[Records contained in a dataset]
○ ○ ○ ○

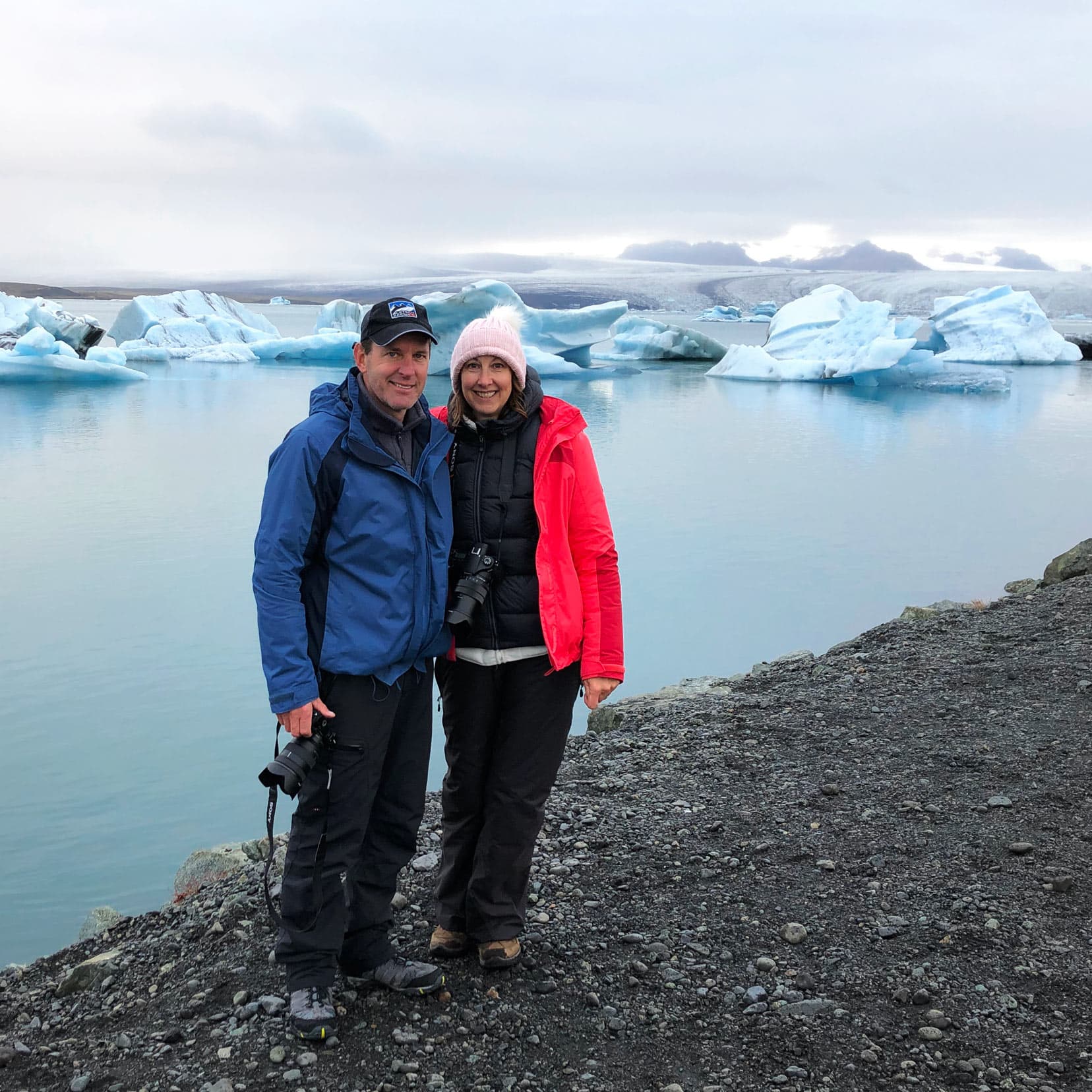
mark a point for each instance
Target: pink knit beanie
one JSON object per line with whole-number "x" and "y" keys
{"x": 497, "y": 334}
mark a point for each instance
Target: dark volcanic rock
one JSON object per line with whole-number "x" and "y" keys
{"x": 1074, "y": 562}
{"x": 675, "y": 850}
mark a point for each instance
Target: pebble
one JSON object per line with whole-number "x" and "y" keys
{"x": 793, "y": 933}
{"x": 426, "y": 862}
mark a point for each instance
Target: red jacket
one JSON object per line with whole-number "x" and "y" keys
{"x": 577, "y": 562}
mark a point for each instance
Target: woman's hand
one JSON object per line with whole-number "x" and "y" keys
{"x": 597, "y": 689}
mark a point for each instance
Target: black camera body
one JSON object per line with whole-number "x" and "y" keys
{"x": 479, "y": 570}
{"x": 291, "y": 766}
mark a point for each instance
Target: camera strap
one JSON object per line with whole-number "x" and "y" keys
{"x": 320, "y": 854}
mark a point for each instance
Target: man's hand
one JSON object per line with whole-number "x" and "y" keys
{"x": 597, "y": 689}
{"x": 297, "y": 722}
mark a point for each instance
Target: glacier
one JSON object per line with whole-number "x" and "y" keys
{"x": 38, "y": 356}
{"x": 567, "y": 333}
{"x": 562, "y": 333}
{"x": 832, "y": 336}
{"x": 998, "y": 326}
{"x": 638, "y": 338}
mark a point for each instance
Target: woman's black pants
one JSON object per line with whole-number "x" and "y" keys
{"x": 506, "y": 730}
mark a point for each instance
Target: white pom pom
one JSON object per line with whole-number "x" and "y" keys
{"x": 507, "y": 314}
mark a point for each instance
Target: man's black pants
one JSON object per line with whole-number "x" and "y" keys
{"x": 369, "y": 793}
{"x": 506, "y": 730}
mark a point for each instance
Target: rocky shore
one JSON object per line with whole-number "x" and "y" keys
{"x": 867, "y": 870}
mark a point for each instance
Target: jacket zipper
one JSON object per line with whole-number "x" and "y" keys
{"x": 491, "y": 617}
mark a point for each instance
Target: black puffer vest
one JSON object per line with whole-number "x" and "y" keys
{"x": 493, "y": 496}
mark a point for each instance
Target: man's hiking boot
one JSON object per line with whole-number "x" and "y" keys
{"x": 497, "y": 954}
{"x": 400, "y": 974}
{"x": 311, "y": 1012}
{"x": 447, "y": 944}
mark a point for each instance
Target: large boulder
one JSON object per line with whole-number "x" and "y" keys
{"x": 1074, "y": 562}
{"x": 90, "y": 973}
{"x": 206, "y": 866}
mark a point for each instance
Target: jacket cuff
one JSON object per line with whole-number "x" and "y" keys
{"x": 283, "y": 702}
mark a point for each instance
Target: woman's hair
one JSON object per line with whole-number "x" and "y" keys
{"x": 460, "y": 411}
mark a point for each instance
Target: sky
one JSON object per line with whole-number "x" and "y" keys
{"x": 326, "y": 139}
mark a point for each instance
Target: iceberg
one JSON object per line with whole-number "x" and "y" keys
{"x": 801, "y": 320}
{"x": 832, "y": 336}
{"x": 340, "y": 315}
{"x": 998, "y": 326}
{"x": 183, "y": 322}
{"x": 721, "y": 313}
{"x": 329, "y": 346}
{"x": 725, "y": 313}
{"x": 637, "y": 338}
{"x": 567, "y": 333}
{"x": 38, "y": 356}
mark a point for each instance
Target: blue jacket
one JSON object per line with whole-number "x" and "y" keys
{"x": 351, "y": 559}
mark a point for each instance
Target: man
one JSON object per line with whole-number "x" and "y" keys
{"x": 351, "y": 566}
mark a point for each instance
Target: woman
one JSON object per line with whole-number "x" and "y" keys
{"x": 526, "y": 486}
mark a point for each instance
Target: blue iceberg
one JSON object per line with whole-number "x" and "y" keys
{"x": 832, "y": 336}
{"x": 998, "y": 326}
{"x": 638, "y": 338}
{"x": 36, "y": 356}
{"x": 181, "y": 324}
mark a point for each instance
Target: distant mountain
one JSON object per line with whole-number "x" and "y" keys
{"x": 1014, "y": 258}
{"x": 694, "y": 254}
{"x": 863, "y": 258}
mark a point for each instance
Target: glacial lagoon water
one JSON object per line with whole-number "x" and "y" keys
{"x": 752, "y": 520}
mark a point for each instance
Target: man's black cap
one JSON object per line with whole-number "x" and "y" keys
{"x": 392, "y": 318}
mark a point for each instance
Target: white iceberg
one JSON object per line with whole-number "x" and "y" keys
{"x": 18, "y": 315}
{"x": 832, "y": 336}
{"x": 638, "y": 338}
{"x": 801, "y": 321}
{"x": 567, "y": 333}
{"x": 328, "y": 346}
{"x": 183, "y": 322}
{"x": 721, "y": 313}
{"x": 340, "y": 315}
{"x": 998, "y": 326}
{"x": 38, "y": 356}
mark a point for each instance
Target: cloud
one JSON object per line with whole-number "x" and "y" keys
{"x": 311, "y": 128}
{"x": 1014, "y": 258}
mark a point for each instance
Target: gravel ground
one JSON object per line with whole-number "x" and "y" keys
{"x": 864, "y": 870}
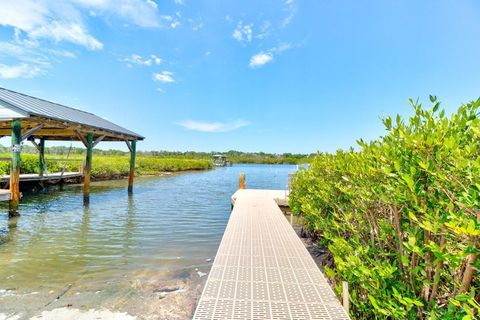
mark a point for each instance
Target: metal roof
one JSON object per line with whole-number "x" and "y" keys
{"x": 31, "y": 106}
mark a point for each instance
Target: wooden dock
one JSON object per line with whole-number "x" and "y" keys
{"x": 6, "y": 194}
{"x": 34, "y": 177}
{"x": 262, "y": 270}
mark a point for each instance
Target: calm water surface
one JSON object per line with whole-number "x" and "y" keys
{"x": 168, "y": 227}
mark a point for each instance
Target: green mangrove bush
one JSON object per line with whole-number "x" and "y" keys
{"x": 400, "y": 218}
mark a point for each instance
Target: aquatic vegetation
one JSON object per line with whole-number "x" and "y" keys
{"x": 109, "y": 166}
{"x": 400, "y": 217}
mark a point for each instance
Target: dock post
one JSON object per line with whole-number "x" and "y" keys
{"x": 131, "y": 175}
{"x": 345, "y": 297}
{"x": 41, "y": 157}
{"x": 15, "y": 169}
{"x": 241, "y": 181}
{"x": 87, "y": 170}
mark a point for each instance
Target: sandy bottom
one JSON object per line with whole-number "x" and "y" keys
{"x": 150, "y": 296}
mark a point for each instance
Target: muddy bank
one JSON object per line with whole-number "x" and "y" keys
{"x": 148, "y": 296}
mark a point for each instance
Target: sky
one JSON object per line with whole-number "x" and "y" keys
{"x": 275, "y": 76}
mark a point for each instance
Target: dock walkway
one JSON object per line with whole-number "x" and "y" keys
{"x": 262, "y": 269}
{"x": 24, "y": 177}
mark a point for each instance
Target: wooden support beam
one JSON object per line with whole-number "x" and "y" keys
{"x": 41, "y": 158}
{"x": 82, "y": 138}
{"x": 241, "y": 181}
{"x": 98, "y": 140}
{"x": 35, "y": 144}
{"x": 87, "y": 170}
{"x": 128, "y": 145}
{"x": 131, "y": 175}
{"x": 15, "y": 169}
{"x": 30, "y": 132}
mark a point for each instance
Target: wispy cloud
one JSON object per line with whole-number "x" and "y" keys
{"x": 43, "y": 29}
{"x": 291, "y": 10}
{"x": 243, "y": 33}
{"x": 206, "y": 126}
{"x": 139, "y": 60}
{"x": 164, "y": 76}
{"x": 22, "y": 70}
{"x": 260, "y": 59}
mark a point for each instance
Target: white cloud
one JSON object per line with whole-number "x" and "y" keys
{"x": 143, "y": 13}
{"x": 260, "y": 59}
{"x": 164, "y": 76}
{"x": 205, "y": 126}
{"x": 40, "y": 20}
{"x": 42, "y": 28}
{"x": 243, "y": 33}
{"x": 172, "y": 21}
{"x": 72, "y": 32}
{"x": 139, "y": 60}
{"x": 64, "y": 21}
{"x": 281, "y": 47}
{"x": 22, "y": 70}
{"x": 291, "y": 9}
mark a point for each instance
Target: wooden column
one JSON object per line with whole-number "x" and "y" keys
{"x": 87, "y": 169}
{"x": 131, "y": 175}
{"x": 15, "y": 169}
{"x": 41, "y": 157}
{"x": 241, "y": 181}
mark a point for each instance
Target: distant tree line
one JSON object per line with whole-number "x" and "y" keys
{"x": 232, "y": 155}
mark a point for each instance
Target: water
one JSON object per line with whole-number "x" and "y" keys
{"x": 117, "y": 252}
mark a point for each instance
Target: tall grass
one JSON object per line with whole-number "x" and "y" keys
{"x": 109, "y": 166}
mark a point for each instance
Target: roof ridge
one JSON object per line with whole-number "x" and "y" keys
{"x": 59, "y": 104}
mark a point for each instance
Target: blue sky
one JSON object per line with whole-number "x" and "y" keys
{"x": 274, "y": 76}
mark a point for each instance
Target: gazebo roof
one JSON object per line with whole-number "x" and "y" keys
{"x": 56, "y": 121}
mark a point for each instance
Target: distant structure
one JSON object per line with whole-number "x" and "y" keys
{"x": 26, "y": 118}
{"x": 220, "y": 160}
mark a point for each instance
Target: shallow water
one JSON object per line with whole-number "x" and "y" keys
{"x": 119, "y": 250}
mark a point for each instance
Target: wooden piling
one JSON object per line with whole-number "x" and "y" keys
{"x": 87, "y": 169}
{"x": 131, "y": 175}
{"x": 41, "y": 157}
{"x": 15, "y": 169}
{"x": 241, "y": 181}
{"x": 345, "y": 296}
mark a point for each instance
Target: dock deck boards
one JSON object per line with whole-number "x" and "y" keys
{"x": 50, "y": 176}
{"x": 262, "y": 270}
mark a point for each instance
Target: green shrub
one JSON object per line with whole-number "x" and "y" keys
{"x": 401, "y": 216}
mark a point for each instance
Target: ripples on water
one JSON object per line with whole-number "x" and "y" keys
{"x": 169, "y": 224}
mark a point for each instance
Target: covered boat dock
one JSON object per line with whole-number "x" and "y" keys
{"x": 26, "y": 118}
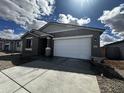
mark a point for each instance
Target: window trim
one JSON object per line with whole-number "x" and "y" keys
{"x": 29, "y": 38}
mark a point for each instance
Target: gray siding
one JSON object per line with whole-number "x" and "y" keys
{"x": 121, "y": 47}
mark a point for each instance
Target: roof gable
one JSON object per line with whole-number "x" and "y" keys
{"x": 60, "y": 27}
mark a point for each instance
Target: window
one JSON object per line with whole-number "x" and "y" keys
{"x": 28, "y": 43}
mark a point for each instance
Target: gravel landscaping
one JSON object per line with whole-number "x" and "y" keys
{"x": 110, "y": 85}
{"x": 107, "y": 85}
{"x": 8, "y": 60}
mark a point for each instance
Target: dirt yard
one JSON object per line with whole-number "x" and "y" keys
{"x": 114, "y": 63}
{"x": 108, "y": 85}
{"x": 8, "y": 60}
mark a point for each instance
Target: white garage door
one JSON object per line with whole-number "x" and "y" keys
{"x": 73, "y": 47}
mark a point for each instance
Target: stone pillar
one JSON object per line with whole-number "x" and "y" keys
{"x": 48, "y": 48}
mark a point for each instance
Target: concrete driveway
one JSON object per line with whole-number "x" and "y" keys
{"x": 58, "y": 75}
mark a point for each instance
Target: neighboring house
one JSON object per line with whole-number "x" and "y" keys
{"x": 63, "y": 40}
{"x": 114, "y": 50}
{"x": 10, "y": 45}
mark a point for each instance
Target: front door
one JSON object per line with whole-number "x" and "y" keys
{"x": 42, "y": 46}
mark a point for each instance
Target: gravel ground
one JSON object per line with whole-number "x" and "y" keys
{"x": 8, "y": 60}
{"x": 110, "y": 85}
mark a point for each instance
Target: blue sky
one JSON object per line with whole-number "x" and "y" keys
{"x": 51, "y": 10}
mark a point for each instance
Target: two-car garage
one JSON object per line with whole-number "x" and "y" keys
{"x": 73, "y": 47}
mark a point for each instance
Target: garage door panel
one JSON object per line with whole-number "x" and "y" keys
{"x": 74, "y": 48}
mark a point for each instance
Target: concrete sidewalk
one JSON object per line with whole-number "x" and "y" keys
{"x": 27, "y": 79}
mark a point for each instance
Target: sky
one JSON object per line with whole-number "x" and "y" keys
{"x": 19, "y": 16}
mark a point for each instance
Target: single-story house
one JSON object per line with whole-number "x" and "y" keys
{"x": 9, "y": 45}
{"x": 114, "y": 50}
{"x": 63, "y": 40}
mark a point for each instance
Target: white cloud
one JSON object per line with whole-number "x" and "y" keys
{"x": 69, "y": 19}
{"x": 114, "y": 19}
{"x": 26, "y": 12}
{"x": 9, "y": 34}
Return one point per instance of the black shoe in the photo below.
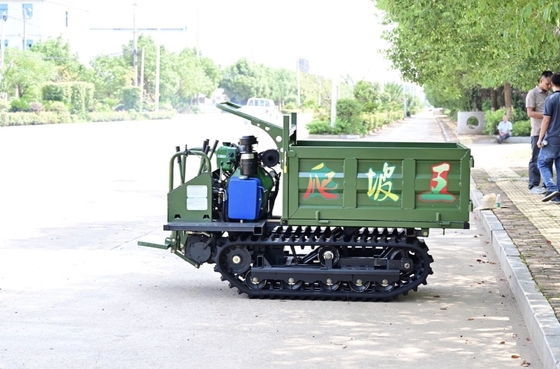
(550, 195)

○ ○ ○ ○

To be done:
Extract only the lines from the one that contains "Return one point" through the end of the records, inclusive, and omit every picture.

Reply:
Return one point per instance of the black shoe in the photo below.
(550, 195)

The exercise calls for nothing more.